:: What you are asked to do ::
Copy the following lines verbatim, beginning with the line that contains "yellow ambulance sign" and ending with the line that contains "[[384, 165, 431, 212], [323, 106, 405, 176]]", both included.

┄┄┄┄┄┄

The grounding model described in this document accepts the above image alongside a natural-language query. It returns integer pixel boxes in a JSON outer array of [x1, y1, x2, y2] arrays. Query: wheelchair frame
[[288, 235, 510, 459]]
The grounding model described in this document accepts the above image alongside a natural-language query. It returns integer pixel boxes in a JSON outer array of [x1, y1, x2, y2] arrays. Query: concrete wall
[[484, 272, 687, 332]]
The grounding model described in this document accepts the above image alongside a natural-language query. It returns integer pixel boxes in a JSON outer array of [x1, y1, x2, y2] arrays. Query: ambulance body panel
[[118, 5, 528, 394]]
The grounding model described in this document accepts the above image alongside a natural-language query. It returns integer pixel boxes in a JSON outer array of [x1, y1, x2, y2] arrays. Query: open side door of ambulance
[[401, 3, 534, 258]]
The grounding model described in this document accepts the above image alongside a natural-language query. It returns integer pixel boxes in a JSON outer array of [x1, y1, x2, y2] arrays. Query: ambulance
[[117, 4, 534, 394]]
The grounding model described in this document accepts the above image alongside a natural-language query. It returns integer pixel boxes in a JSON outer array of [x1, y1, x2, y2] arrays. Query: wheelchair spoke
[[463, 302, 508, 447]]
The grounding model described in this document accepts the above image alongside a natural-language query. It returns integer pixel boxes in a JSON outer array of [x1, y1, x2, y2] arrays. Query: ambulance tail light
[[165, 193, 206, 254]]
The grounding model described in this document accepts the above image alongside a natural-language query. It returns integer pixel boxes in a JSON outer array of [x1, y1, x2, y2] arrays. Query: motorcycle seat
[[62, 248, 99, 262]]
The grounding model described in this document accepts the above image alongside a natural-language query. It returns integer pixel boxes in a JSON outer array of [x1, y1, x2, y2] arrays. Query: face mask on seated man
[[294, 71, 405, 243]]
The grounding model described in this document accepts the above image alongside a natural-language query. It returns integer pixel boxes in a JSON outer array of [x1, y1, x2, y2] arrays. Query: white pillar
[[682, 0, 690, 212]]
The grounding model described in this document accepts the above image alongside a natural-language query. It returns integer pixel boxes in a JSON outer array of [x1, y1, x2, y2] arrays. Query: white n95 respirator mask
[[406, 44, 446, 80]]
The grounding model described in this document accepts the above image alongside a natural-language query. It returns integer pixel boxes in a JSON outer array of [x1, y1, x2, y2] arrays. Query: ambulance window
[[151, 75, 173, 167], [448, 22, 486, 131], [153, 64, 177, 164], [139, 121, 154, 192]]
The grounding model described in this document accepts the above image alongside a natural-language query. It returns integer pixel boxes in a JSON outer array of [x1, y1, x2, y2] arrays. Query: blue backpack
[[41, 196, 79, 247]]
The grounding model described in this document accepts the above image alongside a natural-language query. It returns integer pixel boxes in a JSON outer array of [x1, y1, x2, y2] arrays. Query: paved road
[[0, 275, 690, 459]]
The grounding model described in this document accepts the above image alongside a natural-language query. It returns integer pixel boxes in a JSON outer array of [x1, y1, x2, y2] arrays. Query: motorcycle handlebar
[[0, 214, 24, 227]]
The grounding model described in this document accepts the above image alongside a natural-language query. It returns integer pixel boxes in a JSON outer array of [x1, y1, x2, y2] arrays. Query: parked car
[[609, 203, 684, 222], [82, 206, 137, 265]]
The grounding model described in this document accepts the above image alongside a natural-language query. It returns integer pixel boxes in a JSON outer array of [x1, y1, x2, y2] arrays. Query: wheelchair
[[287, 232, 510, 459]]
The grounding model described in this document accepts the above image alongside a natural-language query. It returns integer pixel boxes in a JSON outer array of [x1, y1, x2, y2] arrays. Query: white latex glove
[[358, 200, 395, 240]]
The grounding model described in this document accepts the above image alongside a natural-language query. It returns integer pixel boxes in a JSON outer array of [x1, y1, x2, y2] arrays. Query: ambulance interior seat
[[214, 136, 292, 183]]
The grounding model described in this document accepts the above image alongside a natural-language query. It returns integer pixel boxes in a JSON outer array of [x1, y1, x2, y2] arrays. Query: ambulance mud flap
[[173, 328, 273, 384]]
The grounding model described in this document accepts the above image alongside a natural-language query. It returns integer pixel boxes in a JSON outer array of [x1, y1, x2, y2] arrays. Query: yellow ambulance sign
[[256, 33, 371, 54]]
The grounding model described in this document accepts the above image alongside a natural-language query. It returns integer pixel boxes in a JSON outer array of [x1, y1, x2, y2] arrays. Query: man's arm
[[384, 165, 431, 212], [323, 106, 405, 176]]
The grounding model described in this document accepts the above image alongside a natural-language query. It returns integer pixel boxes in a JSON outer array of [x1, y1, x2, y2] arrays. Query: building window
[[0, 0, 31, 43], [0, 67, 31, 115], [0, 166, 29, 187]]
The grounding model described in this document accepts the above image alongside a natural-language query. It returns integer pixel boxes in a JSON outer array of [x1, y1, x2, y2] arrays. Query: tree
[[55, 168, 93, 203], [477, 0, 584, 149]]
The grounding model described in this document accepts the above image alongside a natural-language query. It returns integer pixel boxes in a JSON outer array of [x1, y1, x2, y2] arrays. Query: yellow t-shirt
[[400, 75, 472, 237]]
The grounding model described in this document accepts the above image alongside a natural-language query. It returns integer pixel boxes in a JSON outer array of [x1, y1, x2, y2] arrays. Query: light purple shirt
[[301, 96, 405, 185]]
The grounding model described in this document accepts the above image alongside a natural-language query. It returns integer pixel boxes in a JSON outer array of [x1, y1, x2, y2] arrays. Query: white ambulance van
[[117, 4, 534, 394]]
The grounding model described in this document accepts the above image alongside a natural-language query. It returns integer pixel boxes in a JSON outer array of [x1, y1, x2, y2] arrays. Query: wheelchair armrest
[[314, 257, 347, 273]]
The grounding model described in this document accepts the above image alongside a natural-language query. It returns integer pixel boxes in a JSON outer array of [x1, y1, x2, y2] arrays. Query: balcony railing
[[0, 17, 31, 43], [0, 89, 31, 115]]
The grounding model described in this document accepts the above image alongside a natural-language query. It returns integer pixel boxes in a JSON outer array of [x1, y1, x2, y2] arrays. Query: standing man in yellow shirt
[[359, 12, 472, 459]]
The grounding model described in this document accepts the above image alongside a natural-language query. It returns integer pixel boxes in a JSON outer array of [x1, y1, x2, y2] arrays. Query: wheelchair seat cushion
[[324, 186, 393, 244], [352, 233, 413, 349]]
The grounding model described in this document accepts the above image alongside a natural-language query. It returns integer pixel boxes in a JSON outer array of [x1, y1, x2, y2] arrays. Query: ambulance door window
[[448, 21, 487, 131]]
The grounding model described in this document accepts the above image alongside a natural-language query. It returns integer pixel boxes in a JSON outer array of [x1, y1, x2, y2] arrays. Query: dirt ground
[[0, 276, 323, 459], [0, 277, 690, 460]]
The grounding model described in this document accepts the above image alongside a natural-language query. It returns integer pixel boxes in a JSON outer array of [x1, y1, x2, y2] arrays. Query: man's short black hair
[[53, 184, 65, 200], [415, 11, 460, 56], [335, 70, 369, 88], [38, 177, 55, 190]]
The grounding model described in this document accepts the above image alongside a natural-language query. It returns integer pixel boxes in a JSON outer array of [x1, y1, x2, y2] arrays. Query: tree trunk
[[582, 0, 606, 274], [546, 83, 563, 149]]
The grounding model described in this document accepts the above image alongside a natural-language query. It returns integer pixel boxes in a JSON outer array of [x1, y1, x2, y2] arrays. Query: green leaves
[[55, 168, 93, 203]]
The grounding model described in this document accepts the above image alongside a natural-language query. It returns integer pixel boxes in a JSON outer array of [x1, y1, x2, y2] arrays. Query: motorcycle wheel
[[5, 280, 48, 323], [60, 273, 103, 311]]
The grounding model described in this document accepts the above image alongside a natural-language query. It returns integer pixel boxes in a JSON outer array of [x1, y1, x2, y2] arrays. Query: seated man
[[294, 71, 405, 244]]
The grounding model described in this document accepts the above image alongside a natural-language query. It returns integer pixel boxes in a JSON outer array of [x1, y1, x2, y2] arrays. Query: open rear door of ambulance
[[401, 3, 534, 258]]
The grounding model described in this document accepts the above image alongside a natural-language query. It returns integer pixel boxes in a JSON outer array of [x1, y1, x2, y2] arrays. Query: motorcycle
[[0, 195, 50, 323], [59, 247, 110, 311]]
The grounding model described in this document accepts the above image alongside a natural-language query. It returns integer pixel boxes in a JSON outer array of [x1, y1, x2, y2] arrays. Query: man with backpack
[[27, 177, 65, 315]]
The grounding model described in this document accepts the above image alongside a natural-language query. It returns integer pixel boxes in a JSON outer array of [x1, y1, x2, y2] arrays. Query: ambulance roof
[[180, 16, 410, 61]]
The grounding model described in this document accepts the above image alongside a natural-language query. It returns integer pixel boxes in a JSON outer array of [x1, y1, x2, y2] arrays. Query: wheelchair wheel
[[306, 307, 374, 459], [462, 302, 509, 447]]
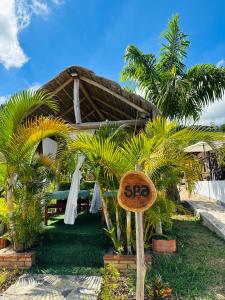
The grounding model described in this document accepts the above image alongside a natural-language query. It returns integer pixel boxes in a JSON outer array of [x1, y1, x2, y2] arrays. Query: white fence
[[195, 180, 225, 204]]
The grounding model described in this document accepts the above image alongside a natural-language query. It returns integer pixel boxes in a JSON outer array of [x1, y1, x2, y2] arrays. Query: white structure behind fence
[[195, 180, 225, 204]]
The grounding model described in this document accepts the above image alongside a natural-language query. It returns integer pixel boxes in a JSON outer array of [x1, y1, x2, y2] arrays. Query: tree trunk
[[6, 174, 15, 249], [135, 212, 146, 300], [155, 207, 162, 235], [115, 203, 121, 242], [6, 175, 13, 214], [126, 211, 132, 255], [155, 221, 162, 235], [102, 197, 112, 230], [166, 184, 181, 204]]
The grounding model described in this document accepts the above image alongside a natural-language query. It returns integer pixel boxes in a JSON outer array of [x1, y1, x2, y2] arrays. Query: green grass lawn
[[32, 214, 111, 275], [31, 214, 225, 300], [147, 216, 225, 300]]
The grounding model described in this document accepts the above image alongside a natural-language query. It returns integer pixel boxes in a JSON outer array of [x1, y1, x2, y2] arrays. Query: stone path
[[183, 195, 225, 240], [0, 274, 101, 300]]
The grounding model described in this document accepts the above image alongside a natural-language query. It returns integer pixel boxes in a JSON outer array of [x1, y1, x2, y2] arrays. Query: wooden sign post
[[118, 165, 157, 300]]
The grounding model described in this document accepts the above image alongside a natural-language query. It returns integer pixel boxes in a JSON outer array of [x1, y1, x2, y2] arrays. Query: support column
[[72, 74, 82, 124]]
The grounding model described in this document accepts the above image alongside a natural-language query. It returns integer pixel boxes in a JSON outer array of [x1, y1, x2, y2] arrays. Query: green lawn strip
[[0, 269, 22, 293], [147, 217, 225, 299], [31, 214, 111, 274]]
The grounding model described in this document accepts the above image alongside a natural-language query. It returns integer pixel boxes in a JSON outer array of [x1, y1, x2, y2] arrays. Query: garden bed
[[0, 269, 22, 293]]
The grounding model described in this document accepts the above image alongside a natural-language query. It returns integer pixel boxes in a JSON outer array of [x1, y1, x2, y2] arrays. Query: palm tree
[[121, 15, 225, 120], [0, 90, 69, 244], [71, 117, 224, 252]]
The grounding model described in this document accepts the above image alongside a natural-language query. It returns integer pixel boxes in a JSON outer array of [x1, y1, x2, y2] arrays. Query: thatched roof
[[35, 66, 159, 123]]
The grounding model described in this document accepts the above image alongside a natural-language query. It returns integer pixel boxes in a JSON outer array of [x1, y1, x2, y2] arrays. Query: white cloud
[[216, 58, 225, 67], [198, 94, 225, 125], [0, 0, 62, 69], [52, 0, 64, 5], [0, 0, 28, 69]]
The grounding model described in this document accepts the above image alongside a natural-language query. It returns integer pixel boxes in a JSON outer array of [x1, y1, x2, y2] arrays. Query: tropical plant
[[0, 90, 69, 248], [13, 155, 55, 251], [146, 275, 172, 300], [71, 117, 224, 252], [71, 126, 131, 252], [121, 15, 225, 120]]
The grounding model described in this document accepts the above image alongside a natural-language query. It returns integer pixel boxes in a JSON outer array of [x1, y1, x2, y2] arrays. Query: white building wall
[[195, 180, 225, 204]]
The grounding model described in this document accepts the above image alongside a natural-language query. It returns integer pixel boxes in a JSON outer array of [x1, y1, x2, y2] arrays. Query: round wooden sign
[[118, 171, 157, 212]]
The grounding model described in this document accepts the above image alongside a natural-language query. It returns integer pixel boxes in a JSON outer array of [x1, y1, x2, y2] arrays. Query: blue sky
[[0, 0, 225, 122]]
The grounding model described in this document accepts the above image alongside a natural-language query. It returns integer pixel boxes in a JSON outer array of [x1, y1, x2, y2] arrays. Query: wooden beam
[[52, 78, 73, 95], [80, 76, 149, 114], [56, 79, 73, 102], [80, 82, 105, 120], [71, 119, 148, 130], [92, 97, 132, 119], [60, 97, 85, 118], [101, 109, 121, 121], [73, 77, 81, 124]]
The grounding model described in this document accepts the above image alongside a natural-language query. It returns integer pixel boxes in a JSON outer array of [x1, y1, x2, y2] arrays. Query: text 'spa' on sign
[[118, 171, 157, 212]]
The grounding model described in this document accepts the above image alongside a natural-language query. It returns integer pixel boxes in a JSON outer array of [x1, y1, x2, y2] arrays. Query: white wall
[[195, 180, 225, 203]]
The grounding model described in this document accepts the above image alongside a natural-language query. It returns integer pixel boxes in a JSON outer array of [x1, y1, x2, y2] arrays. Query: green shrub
[[99, 264, 129, 300]]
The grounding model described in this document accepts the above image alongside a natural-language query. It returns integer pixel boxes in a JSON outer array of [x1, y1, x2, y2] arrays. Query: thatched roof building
[[35, 66, 159, 125]]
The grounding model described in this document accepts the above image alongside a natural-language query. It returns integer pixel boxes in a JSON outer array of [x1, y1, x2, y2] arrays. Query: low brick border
[[0, 248, 35, 270], [103, 251, 152, 272]]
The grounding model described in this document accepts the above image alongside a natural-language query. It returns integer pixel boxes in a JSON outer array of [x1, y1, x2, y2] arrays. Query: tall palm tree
[[71, 117, 224, 251], [0, 90, 70, 244], [121, 15, 225, 120]]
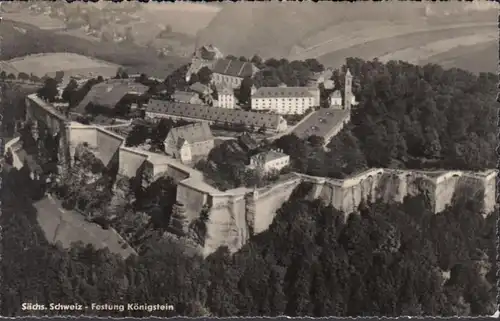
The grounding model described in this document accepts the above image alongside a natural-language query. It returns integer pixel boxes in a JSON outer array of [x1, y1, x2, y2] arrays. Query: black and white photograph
[[0, 0, 499, 318]]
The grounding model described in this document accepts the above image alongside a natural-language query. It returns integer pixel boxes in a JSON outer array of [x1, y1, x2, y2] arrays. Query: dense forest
[[0, 165, 495, 316], [191, 58, 497, 189], [274, 58, 498, 178]]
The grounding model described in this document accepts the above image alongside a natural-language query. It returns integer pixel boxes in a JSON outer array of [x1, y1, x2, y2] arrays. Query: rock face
[[195, 169, 496, 255], [51, 125, 497, 255]]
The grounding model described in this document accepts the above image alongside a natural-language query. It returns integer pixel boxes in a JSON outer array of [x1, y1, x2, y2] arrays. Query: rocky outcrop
[[41, 125, 496, 254]]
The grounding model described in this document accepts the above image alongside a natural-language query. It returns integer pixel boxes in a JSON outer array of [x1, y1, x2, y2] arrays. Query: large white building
[[214, 86, 236, 109], [248, 150, 290, 173], [329, 69, 358, 110], [163, 122, 214, 163], [252, 87, 320, 115]]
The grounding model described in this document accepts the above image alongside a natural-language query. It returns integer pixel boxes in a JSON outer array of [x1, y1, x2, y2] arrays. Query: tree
[[54, 70, 64, 83], [30, 74, 40, 82], [5, 148, 14, 166], [61, 79, 78, 106], [305, 59, 325, 72], [250, 55, 262, 68]]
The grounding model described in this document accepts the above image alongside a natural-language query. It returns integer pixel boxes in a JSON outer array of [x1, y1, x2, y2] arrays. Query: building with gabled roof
[[189, 82, 212, 96], [238, 132, 259, 152], [164, 122, 214, 163], [74, 79, 149, 115], [248, 150, 290, 173], [214, 85, 236, 109], [146, 99, 288, 132], [252, 87, 320, 115], [172, 91, 203, 104], [212, 59, 259, 88]]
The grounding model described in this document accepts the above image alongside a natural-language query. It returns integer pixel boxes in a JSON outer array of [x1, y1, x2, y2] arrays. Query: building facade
[[145, 99, 288, 133], [212, 59, 259, 89], [252, 87, 320, 115], [172, 91, 203, 104], [249, 150, 290, 173], [329, 69, 358, 110], [164, 122, 214, 163], [214, 86, 236, 109]]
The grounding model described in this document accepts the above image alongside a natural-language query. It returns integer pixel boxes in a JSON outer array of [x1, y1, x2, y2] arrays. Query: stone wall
[[62, 126, 497, 255]]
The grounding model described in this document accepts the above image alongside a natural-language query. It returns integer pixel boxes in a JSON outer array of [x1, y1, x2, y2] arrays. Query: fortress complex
[[13, 91, 497, 255], [61, 124, 497, 255]]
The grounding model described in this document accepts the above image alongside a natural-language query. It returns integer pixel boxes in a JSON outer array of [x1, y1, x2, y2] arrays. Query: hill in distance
[[198, 2, 498, 72]]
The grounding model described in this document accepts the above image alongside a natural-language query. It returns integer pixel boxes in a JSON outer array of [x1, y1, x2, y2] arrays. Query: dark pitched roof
[[252, 87, 317, 98], [75, 79, 149, 114], [16, 149, 43, 174], [172, 91, 198, 103], [168, 122, 214, 147], [238, 133, 259, 150], [189, 82, 212, 94], [176, 138, 186, 149], [146, 99, 283, 129], [293, 108, 349, 139], [194, 45, 222, 60], [252, 150, 288, 163], [212, 59, 257, 78]]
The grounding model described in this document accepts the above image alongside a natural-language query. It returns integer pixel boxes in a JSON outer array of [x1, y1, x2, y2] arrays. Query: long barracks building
[[146, 99, 288, 132]]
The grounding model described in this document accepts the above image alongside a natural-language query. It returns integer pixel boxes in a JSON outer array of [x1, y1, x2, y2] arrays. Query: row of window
[[252, 97, 314, 102]]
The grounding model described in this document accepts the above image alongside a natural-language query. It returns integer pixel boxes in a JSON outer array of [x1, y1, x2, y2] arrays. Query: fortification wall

┄┄┄┄┄┄

:: Final result ::
The grounding model described in this document accepts the above image alongside a natural-language query. It returns integer pixel boxes in a JSON outer array of [x1, y1, x2, y2] arrays. Query: yellow ambulance sign
[[256, 33, 371, 54]]
The grounding model described in this document accepts the above image alongside a natural-language query. It returns integer pixel boxes in a JSON outer array of [x1, y1, x2, y2] arrays. Query: man's arm
[[384, 165, 431, 212], [323, 106, 405, 176]]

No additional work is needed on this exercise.